* BRIEF A *
Copy the blog post about diet, a stressful workday, and a competition photo word for word. Begin at "On a final note, I" and stop after "that right now.".
* BRIEF B *
Write the next part of the blog post about diet, a stressful workday, and a competition photo, picking up after its last sentence.

* PASSAGE FOR REVIEW *
>>>>
On the diet front, I'm eating too much chocolate, and I know it. And I also know that I am still unwilling to do anything about it as it is being utilized as a coping mechanism. On a positive note, I survived the wife's birthday without succumbing to wheat. Dairy is another story, but I am ok with that for now.

On a final note, I had a really stressful day. The day started out with me feeling like I was doing some good in my job, and ended with me feeling like I totally f'ed myself by getting into this profession. And that is all I have to say about that right now.

Wednesday, December 5, 2012

priming the pump

I love this photo. It was taken at my last competition, a couple weeks before surgery. I didn't throw worth a dang that day, but I had a great day, and that shot makes it look like I know what I'm doing!
<<<<
* RECORDED DATA *
>>>>
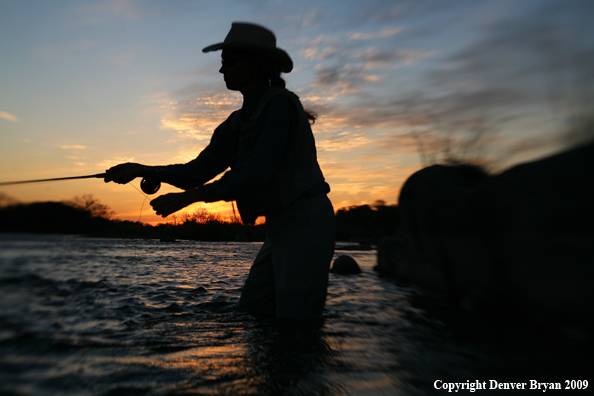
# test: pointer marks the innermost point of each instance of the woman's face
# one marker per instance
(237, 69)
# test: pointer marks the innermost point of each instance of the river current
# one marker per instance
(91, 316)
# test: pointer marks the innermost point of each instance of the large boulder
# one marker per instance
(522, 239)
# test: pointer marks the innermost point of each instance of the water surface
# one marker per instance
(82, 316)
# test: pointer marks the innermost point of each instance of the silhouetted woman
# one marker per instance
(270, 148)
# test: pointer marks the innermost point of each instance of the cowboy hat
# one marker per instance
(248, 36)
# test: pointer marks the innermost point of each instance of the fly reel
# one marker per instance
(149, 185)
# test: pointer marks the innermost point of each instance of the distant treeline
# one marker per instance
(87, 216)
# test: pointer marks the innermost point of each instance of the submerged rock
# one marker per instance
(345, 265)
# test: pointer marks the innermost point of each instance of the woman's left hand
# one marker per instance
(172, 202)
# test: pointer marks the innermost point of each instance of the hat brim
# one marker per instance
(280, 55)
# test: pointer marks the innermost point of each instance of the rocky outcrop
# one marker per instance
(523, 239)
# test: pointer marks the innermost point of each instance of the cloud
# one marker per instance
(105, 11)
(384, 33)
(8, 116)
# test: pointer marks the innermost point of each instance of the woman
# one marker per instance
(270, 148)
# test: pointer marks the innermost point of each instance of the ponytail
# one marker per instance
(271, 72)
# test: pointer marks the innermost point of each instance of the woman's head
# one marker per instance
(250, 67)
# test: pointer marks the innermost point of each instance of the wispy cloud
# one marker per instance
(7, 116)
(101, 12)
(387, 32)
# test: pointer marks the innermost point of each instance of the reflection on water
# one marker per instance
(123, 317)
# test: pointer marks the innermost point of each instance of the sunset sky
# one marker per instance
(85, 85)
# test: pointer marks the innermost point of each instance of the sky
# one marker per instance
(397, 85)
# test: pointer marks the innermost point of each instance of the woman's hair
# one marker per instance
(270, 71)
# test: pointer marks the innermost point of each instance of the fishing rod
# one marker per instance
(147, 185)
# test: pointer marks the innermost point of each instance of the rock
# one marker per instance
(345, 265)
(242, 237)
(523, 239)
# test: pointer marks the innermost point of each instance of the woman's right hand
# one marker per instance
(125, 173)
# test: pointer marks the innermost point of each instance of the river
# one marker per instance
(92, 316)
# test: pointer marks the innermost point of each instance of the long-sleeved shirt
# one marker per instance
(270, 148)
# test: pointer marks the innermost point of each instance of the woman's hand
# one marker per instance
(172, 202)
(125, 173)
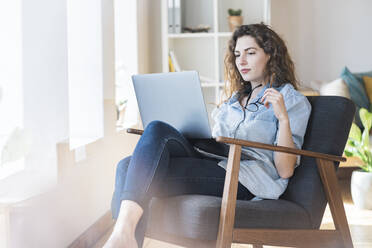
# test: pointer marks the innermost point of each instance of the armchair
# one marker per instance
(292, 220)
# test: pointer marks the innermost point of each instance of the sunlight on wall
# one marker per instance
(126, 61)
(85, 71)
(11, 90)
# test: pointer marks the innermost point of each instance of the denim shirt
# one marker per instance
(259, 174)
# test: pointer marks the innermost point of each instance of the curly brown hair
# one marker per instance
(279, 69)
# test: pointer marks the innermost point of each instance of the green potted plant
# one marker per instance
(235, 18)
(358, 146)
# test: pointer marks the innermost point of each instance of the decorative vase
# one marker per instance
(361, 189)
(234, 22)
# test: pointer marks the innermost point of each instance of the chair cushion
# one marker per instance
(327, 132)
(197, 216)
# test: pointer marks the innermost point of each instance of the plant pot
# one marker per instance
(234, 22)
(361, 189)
<<<<
>>>>
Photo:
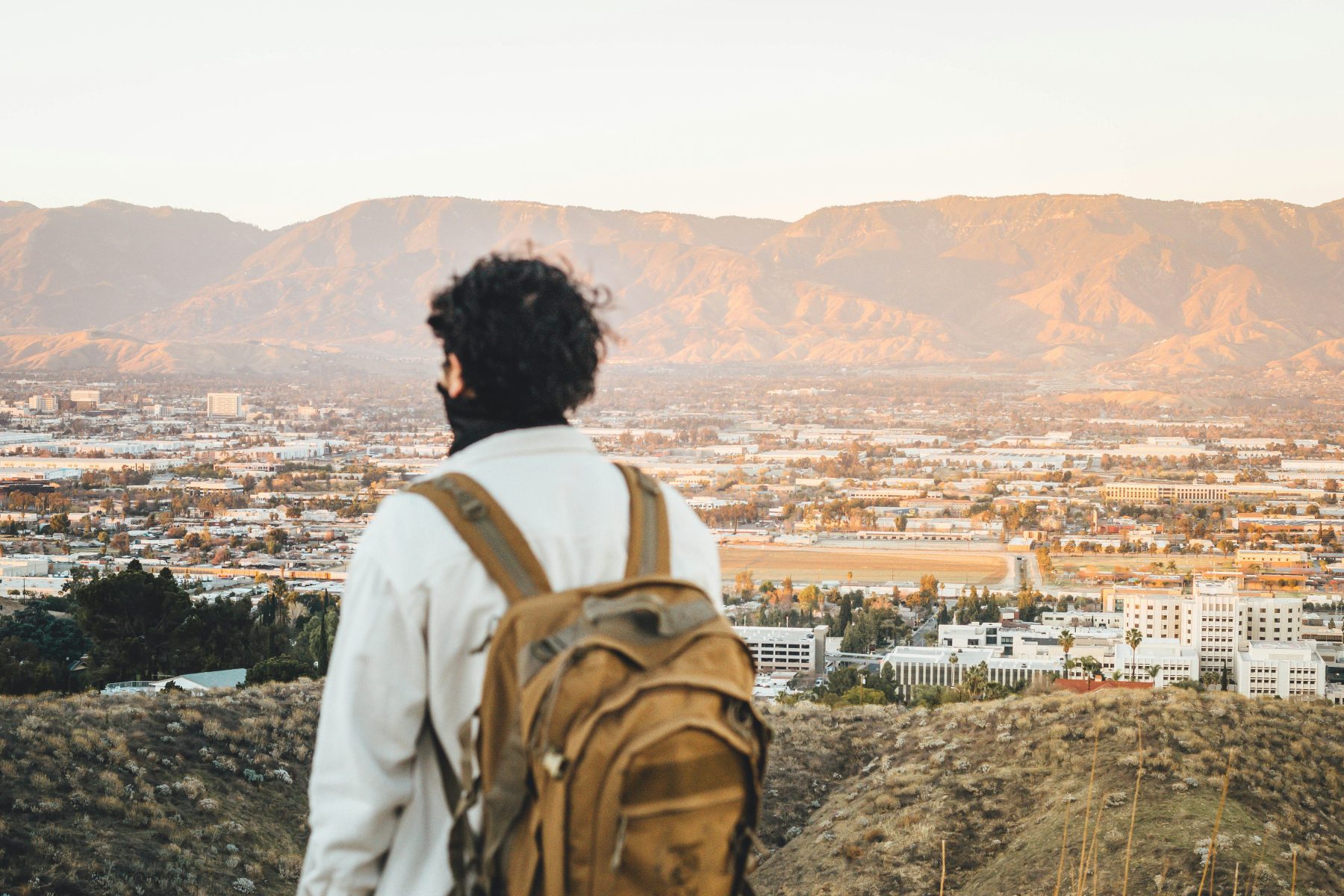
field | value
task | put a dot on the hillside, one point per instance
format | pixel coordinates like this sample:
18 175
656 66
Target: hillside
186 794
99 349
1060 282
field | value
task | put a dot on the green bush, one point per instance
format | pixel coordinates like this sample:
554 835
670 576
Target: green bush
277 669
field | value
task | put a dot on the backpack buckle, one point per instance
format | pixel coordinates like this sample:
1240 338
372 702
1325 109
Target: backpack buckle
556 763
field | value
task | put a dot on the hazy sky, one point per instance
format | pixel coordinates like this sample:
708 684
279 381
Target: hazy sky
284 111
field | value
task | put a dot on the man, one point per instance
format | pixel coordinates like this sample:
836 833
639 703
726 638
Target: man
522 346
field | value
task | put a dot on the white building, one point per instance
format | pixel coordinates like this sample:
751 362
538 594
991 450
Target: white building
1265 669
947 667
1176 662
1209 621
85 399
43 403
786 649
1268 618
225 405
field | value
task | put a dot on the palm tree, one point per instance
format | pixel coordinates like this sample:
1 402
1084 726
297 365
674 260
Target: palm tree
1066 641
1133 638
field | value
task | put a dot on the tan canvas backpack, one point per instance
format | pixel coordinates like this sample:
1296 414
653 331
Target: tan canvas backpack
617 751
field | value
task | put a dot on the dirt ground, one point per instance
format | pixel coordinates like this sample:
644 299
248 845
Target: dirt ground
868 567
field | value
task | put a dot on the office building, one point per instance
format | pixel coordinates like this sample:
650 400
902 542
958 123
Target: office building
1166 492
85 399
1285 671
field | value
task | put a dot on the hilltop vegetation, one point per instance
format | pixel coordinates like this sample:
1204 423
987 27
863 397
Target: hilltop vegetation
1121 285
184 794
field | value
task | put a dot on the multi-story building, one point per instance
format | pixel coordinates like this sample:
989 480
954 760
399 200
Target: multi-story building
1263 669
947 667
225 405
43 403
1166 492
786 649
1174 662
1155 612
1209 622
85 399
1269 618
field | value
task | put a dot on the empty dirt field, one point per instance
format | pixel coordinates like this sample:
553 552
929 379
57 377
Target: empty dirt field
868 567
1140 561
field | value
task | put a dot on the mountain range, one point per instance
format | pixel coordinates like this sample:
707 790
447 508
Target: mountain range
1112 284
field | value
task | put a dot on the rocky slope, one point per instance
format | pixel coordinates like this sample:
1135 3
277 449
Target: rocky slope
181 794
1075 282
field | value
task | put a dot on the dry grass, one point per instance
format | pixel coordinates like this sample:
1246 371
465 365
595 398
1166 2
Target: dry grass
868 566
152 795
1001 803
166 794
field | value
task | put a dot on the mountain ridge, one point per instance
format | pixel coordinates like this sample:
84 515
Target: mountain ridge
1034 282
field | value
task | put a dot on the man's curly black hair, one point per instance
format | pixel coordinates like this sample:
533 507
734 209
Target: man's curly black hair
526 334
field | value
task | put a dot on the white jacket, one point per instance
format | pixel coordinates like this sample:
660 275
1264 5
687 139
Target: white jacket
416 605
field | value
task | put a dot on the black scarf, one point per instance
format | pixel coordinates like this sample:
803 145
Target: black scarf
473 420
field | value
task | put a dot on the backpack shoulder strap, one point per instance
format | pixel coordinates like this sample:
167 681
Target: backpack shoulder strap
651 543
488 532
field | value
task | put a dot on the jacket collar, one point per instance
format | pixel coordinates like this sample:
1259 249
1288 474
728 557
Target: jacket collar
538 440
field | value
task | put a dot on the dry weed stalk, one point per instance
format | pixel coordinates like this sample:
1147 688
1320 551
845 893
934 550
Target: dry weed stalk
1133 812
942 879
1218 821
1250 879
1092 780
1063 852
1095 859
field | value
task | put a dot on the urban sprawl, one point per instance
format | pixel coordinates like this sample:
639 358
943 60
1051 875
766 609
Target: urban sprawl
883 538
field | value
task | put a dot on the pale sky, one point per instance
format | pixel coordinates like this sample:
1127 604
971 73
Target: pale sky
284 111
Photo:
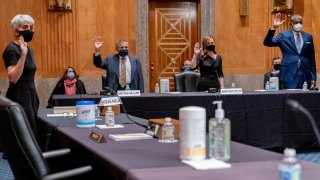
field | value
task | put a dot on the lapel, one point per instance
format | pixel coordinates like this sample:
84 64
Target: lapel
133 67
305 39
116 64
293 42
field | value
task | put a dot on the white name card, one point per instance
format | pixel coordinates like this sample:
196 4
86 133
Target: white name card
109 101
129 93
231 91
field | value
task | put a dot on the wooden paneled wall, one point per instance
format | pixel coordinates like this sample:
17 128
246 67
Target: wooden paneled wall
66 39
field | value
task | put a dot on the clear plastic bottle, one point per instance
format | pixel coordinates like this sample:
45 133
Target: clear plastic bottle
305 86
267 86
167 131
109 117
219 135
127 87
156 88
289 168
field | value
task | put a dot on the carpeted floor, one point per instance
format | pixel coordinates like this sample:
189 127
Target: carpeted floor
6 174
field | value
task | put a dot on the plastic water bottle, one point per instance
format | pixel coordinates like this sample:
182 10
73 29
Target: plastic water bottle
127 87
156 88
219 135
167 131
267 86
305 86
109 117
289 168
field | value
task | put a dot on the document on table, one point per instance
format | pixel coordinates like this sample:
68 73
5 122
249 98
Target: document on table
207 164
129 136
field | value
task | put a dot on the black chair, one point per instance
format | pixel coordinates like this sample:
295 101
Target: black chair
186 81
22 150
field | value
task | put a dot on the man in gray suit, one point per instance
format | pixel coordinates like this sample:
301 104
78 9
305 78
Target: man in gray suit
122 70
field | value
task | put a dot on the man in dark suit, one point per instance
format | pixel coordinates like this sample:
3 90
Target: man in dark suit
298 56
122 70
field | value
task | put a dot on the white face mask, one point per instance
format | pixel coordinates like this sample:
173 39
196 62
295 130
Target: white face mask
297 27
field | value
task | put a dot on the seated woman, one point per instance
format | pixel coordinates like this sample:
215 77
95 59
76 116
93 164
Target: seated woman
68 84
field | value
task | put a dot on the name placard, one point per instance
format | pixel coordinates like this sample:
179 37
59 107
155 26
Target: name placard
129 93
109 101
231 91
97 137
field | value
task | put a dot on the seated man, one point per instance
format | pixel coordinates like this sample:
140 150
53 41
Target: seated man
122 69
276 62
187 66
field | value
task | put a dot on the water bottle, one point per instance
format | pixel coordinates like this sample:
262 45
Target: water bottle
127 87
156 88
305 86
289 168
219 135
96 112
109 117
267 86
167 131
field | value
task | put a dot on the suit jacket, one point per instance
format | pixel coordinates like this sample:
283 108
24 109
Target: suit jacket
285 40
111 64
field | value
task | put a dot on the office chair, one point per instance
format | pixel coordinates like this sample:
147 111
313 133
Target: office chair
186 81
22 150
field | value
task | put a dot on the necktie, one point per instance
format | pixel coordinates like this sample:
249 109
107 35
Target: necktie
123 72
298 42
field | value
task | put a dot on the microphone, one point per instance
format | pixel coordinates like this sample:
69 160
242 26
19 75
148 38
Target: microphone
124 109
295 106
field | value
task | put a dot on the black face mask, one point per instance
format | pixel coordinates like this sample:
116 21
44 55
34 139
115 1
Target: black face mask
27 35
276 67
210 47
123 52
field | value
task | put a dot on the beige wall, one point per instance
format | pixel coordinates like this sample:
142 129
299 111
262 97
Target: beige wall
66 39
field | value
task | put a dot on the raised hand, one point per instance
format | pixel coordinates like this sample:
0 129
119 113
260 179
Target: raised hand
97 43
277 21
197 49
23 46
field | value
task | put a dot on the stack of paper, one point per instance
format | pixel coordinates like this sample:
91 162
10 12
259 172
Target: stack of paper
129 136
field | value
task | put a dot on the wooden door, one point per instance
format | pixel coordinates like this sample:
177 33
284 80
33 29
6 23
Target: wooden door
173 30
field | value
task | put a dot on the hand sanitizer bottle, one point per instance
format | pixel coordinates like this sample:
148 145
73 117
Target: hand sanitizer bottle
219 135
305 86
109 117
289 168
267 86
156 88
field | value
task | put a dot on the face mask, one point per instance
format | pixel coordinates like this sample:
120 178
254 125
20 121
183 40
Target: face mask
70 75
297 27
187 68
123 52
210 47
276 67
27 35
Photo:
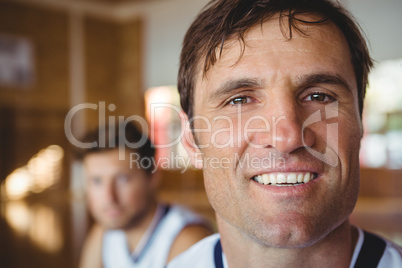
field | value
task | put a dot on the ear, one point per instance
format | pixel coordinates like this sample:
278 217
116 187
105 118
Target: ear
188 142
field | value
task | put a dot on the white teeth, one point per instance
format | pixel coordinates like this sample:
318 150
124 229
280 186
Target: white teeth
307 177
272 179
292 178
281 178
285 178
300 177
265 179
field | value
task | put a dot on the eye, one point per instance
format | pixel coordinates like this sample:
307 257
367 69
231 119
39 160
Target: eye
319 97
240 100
<<<<
>>>>
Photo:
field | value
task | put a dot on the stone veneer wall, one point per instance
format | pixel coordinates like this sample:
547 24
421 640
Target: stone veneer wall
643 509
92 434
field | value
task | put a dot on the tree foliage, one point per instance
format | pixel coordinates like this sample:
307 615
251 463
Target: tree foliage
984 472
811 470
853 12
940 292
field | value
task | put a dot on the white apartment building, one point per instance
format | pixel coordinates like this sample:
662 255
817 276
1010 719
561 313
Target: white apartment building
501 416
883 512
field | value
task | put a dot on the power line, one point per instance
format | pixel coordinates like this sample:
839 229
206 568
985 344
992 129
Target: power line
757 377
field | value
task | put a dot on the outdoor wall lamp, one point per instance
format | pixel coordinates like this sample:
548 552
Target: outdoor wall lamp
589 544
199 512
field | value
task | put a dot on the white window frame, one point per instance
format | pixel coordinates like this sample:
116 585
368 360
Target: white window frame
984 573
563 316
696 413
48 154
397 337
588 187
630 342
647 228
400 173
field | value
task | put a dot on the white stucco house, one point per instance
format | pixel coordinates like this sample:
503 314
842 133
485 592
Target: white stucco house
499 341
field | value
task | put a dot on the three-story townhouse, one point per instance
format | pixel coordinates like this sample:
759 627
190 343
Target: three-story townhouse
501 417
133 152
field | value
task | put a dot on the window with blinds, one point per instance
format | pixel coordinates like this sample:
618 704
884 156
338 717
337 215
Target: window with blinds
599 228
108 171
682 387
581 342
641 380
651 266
<<<<
* OUTPUT A *
On a final note, I had a really stressful day. The day started out with me feeling like I was doing some good in my job, and ended with me feeling like I totally f'ed myself by getting into this profession. And that is all I have to say about that right now.

* OUTPUT B *
I can report that I'm not in near as much of a funk as I have been. I did have a good night's sleep last night, and even slept in a bit...and I snuck into the gym yesterday. I was doing things that my PT had said we wouldn't do until my shoulder was more stable, but I paid attention to movement and to pain, and I think I did a good job of not creating any trauma while getting some more movement going, and starting to feel like I'm on my way back to recovery as opposed to just "undoing damage."

Diet-wise, I am working on getting back to a more solid grounding in Paleo. I will continue to have some cheats-like I am totally not willing to give up a chocolate (sugar), or honey in my coffee just yet, but I am restricting my sweetener to those two things. Also, before surgery I decided I was going to let myself have comfort foods...mainly grains...and it's been really hard to get off the "I'll cheat a little once in a while" jag which was really cheating at least weekly. I think I will allow myself a once a month sushi rice cheat, but no wheat, no oats, no corn, no way! (oh, and sorry Paleo Purists, I'm going to eat potatoes!)

It's time to start feeling better, and that requires action. So strap in kids, it's going to be a crazy ride!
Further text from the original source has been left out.